▶ [WORK TASK]:
Among the entries below, one line contains "target: license plate" and another contains "target: white lane marking". Transcribe those two lines and every line between them, exactly.

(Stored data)
※ ※ ※

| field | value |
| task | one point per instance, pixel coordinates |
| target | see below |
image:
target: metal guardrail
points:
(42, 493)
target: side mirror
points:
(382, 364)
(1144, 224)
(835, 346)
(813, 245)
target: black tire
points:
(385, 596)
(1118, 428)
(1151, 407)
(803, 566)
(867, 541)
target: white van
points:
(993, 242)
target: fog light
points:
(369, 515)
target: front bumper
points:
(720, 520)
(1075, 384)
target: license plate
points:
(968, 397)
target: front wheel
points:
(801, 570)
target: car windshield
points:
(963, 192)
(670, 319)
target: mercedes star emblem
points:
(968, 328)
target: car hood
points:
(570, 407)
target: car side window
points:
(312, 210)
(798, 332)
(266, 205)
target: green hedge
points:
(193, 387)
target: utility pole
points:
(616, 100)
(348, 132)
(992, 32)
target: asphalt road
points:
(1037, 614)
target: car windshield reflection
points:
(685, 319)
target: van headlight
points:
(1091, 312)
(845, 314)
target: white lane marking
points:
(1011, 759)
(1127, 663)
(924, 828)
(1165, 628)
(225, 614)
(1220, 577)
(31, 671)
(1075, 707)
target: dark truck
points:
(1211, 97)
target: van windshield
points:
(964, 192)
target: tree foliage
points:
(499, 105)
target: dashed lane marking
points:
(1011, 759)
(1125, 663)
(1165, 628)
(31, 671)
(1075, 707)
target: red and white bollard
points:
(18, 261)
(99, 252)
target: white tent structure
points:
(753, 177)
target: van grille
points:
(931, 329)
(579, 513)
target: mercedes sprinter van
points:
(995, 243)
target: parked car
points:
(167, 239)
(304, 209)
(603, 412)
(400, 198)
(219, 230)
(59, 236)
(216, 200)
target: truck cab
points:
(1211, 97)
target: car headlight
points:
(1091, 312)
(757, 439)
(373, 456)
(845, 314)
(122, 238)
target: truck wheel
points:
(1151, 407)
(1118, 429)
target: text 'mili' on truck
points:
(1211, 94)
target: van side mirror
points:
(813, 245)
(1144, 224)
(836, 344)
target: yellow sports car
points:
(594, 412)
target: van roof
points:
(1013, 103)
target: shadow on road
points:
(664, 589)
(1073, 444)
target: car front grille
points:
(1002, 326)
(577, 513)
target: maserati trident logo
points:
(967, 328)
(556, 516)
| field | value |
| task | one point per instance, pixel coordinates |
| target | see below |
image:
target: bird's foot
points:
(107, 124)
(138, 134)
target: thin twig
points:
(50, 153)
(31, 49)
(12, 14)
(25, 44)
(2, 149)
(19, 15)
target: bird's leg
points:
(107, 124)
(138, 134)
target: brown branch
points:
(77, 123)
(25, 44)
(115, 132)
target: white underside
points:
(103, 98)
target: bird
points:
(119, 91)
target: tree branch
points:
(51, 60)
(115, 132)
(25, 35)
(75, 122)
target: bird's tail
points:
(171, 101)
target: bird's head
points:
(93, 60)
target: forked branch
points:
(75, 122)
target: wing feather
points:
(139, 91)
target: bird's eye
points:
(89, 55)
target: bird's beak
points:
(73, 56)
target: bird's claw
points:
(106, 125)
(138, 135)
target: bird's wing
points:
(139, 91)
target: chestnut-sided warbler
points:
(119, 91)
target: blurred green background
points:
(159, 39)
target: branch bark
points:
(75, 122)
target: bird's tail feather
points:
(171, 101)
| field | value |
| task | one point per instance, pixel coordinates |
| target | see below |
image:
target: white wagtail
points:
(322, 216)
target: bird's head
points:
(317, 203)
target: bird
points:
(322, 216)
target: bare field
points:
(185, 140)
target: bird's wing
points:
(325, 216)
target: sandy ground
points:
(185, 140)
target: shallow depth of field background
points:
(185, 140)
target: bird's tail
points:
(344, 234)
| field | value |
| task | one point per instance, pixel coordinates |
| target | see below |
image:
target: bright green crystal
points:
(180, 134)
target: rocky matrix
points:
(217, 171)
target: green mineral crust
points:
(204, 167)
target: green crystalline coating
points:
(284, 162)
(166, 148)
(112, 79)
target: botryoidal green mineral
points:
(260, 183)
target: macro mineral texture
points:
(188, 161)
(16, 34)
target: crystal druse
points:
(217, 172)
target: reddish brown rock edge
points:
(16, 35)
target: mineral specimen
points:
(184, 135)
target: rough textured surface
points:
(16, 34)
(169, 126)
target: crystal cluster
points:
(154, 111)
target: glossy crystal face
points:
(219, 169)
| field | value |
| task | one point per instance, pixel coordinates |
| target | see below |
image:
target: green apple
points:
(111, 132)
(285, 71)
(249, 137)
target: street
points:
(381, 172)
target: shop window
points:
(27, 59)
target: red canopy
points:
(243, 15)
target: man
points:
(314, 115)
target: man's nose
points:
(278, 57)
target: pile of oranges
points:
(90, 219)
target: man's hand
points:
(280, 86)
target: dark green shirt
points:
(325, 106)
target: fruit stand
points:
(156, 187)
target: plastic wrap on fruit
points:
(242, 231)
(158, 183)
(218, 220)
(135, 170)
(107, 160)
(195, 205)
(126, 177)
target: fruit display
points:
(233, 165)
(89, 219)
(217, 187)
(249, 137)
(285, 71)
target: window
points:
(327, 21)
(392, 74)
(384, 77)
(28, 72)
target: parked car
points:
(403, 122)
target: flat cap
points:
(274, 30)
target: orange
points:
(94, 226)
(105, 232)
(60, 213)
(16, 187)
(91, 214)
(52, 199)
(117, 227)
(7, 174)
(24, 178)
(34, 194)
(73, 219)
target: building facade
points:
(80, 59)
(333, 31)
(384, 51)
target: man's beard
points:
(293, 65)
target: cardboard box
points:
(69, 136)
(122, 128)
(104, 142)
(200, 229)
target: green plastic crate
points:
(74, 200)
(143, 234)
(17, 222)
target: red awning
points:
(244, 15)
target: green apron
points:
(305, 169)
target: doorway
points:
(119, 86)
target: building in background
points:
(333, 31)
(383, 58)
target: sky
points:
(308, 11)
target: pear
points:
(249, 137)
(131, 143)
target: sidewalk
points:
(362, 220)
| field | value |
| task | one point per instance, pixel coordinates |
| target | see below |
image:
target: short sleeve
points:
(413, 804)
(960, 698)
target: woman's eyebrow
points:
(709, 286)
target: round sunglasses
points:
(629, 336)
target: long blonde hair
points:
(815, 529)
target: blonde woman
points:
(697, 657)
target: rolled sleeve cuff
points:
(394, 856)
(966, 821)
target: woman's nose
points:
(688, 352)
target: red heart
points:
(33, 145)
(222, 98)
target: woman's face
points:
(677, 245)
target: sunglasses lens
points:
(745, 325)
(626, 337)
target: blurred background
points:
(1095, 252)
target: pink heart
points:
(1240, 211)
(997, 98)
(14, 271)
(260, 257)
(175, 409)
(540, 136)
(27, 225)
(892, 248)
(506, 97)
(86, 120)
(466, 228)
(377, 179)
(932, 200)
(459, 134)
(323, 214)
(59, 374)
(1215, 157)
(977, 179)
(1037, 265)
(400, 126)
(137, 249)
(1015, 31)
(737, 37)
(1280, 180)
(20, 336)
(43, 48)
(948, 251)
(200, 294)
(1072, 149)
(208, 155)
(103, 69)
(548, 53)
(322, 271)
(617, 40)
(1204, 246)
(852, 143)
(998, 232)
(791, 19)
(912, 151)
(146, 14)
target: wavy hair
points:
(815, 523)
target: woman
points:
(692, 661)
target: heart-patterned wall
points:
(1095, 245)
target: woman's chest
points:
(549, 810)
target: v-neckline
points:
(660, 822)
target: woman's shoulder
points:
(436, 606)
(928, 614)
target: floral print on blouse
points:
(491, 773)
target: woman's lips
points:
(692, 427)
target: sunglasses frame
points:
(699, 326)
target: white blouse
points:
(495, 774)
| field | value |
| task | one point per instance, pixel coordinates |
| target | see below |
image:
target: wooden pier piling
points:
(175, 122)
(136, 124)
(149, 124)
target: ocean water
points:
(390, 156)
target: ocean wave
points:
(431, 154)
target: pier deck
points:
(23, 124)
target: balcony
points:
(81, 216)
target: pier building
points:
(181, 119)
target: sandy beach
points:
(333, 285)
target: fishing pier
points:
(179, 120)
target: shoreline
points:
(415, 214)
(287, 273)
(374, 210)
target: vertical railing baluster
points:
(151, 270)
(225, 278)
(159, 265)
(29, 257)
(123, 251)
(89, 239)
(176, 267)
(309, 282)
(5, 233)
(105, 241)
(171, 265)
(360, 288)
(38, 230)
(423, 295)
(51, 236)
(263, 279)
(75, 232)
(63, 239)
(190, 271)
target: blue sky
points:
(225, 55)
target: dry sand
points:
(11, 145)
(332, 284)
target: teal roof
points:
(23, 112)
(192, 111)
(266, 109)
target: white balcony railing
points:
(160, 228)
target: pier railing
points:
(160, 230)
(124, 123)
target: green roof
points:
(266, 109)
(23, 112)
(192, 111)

※ ※ ※

▶ [COMPLETED TASK]:
target: license plate
points:
(968, 397)
target: front wheel
points:
(801, 570)
target: car windshield
points:
(963, 192)
(670, 319)
target: mercedes star emblem
points:
(968, 328)
target: car hood
points:
(570, 407)
target: car side window
points:
(312, 210)
(798, 332)
(266, 205)
target: green hedge
points:
(193, 387)
target: utility pole
points:
(616, 100)
(348, 132)
(992, 32)
target: asphalt road
points:
(1037, 614)
target: car windshield reflection
points:
(685, 319)
target: van headlight
points:
(1091, 312)
(845, 314)
target: white lane marking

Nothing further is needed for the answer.